## Begin Document text

It's right there on the placard under the hood, right next to the "LS1" or LS2" RPO. Why are we arguing..?


----------



## LS2 MN6 (Jul 14, 2010)

Poncho Dan said:


> Why are we arguing..?


Not arguing! Discussing, learning, etc... (this is the internet after all!)

arty:


----------



## 68OldGoat (Nov 23, 2009)

Funny that GTOgrinder never came back to the discussion and didn't get an answer to his question.


----------



## HP11 (Apr 11, 2009)

Not really, he seemed to have all the answers to everything else........


----------



## pocketmaster (Feb 26, 2010)

HP11 said:


> Not really, he seemed to have all the answers to everything else........


I really didnt understand his "head to head" comment about M6 to M12 if we all have M12's......just sayin. I must admit I did learn something though. Kinda like takin a LONG walk around the bar for a drink of water!


----------



## GM4life (Mar 18, 2007)

68OldGoat said:


> Funny that GTOgrinder never came back to the discussion and didn't get an answer to his question.





HP11 said:


> Not really, he seemed to have all the answers to everything else........


I wouldn't have came back nither seeing that people were bickering about the type of trans that was in the car. Everybody was saying the same damn thing, someone just had to be more right 

Whats the solution to the problem?

Sycros, not enough fluid, fluid change, master cylinder is all you got left.


----------



## HP11 (Apr 11, 2009)

Good riddance then. When he said:


> There are 2 types of transmissions in a 06 GTO. M6 and M12. The M12 is geared more like the Z06 Vette


all I tried to do was set him straight. He jumped on me and tried to 'school' me. I didn't argue with him. Everyone else chimed in after that. I even tried to help by asking if the problem existed before or after the clutch job. Lock this crap. It's pretty lame anyway....


----------



## Poncho Dan (Jun 30, 2009)

## End Document text

* Task requirements
#1 In the forum thread about the GTO transmission, which two transmission types does the quoted post say a 2006 GTO has?
#2 Please carry on with the forum thread about the GTO transmission, starting after its final line.

## Begin Material shown

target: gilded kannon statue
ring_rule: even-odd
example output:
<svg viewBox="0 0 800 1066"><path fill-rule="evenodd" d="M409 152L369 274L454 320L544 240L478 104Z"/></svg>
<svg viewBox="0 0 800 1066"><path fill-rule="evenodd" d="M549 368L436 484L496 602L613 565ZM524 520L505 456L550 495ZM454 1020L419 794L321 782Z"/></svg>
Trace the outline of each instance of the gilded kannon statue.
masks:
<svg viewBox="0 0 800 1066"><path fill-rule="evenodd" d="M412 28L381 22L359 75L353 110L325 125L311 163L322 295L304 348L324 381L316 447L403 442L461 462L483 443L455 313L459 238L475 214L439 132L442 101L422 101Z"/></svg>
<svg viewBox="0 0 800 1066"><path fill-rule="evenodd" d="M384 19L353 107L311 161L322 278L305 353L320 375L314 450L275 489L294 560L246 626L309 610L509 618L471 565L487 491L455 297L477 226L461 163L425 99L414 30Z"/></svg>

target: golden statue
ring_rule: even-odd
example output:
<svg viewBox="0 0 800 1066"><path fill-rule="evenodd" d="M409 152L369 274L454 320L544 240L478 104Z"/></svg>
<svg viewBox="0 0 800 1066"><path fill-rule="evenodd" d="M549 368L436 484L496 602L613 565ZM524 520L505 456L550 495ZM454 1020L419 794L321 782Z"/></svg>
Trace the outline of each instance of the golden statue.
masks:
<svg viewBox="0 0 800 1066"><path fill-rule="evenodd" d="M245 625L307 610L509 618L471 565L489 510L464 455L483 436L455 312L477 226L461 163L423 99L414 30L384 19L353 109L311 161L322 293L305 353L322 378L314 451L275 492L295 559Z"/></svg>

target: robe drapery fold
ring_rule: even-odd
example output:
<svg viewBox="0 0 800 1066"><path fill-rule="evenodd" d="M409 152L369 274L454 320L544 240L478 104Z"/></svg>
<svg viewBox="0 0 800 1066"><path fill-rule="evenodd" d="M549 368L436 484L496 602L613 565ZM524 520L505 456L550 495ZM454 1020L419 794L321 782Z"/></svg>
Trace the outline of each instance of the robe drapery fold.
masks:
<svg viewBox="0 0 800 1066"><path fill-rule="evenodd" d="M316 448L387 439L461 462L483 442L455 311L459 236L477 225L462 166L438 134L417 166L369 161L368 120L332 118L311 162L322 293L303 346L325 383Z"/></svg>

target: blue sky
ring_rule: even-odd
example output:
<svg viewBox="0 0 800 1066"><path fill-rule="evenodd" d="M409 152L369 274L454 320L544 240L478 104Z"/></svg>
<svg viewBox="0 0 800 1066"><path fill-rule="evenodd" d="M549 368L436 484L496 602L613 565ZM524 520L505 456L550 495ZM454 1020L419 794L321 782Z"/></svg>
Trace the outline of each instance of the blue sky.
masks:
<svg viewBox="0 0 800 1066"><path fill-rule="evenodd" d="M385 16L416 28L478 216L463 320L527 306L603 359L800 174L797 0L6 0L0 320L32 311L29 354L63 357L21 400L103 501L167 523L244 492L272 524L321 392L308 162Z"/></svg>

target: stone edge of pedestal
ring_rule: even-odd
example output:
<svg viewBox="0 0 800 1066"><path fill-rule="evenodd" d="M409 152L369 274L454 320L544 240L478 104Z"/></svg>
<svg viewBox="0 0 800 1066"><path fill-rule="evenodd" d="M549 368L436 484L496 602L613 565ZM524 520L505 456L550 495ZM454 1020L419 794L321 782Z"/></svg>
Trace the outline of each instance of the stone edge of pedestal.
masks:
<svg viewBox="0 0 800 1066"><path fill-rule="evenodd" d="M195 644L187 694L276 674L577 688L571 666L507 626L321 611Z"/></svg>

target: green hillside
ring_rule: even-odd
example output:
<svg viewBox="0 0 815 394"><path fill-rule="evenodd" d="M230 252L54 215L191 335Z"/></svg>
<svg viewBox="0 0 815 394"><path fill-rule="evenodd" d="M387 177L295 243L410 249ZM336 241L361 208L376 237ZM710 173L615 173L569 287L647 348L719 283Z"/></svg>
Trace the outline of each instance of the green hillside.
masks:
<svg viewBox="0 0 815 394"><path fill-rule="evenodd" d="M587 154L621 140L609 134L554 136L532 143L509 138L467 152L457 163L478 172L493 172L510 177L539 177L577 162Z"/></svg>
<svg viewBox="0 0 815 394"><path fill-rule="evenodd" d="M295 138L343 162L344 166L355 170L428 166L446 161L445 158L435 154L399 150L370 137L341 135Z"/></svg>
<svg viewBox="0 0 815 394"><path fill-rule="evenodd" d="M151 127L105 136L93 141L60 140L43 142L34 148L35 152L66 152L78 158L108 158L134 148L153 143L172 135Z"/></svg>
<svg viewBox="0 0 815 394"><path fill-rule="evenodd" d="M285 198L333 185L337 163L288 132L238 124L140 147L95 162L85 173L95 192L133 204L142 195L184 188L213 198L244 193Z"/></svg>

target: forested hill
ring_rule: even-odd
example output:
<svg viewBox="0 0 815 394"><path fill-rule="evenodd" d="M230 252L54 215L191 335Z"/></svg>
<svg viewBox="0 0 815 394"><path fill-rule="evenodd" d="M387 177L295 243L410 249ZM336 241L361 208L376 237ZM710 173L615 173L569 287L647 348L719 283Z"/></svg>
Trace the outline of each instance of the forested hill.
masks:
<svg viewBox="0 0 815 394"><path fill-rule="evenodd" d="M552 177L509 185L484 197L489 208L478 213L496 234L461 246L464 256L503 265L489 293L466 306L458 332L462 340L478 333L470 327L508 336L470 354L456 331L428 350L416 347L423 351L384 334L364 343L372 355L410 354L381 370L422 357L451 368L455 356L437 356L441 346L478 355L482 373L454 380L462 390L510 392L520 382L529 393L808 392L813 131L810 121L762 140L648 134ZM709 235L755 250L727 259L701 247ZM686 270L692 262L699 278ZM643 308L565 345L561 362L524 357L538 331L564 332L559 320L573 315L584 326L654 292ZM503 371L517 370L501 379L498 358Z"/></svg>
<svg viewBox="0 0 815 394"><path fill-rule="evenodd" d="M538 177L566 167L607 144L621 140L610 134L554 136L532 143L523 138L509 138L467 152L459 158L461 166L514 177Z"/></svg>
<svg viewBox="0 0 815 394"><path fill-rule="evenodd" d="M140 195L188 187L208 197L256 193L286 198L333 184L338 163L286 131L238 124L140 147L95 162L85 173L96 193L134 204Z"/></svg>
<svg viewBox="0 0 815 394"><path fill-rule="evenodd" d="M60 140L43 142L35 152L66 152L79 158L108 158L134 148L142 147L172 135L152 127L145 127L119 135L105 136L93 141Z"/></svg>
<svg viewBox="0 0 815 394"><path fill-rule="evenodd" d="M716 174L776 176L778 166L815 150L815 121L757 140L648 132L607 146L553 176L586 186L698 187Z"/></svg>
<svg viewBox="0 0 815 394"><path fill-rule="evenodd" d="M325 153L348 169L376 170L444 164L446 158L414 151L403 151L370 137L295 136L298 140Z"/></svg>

## End Material shown

* Exercise responses
#1 M6 and M12.

#2
You want a quick fix? Rev match the gears. I had to do that in my '64GP with a muncie 22. Give the throttle a squirt between gears. I got so good at it that I didn't grind any gears when being forced to dog shift it when a clutch linkage broke. It still sucked tho, because I had to stop at a stoplight... :lol:


----------



## GM4life (Mar 18, 2007)

HP11 said:


> Good riddance then. When he said:
> 
> all I tried to do was set him straight. He jumped on me and tried to 'school' me. I didn't argue with him. Everyone else chimed in after that. I even tried to help by asking if the problem existed before or after the clutch job. Lock this crap. It's pretty lame anyway....


I know HP11, I wasn't jumping on you.:cheers

I know he was alittle confused. M6 is the M12, T56, six speed, whatever or a BMW M6. M6 is just what people use to say they have a six speed manual.


----------



## HP11 (Apr 11, 2009)

I know. At the point where I made my comment, it I had just let it go, maybe everyone else would have too. I just don't care for anecdotal information, misinformation, etc. Stuff like that seem to become it's own brand of 'truth' or 'fact' if it's repeated often enough.


----------



## LS2 MN6 (Jul 14, 2010)

My Bad. I was just correcting the dude who was trying to correct HP11.

If you're going to correct someone get it right, misinformation gets to me (as my service manual escapade today illustrates)!


----------



## Jamie2525 (Aug 22, 2011)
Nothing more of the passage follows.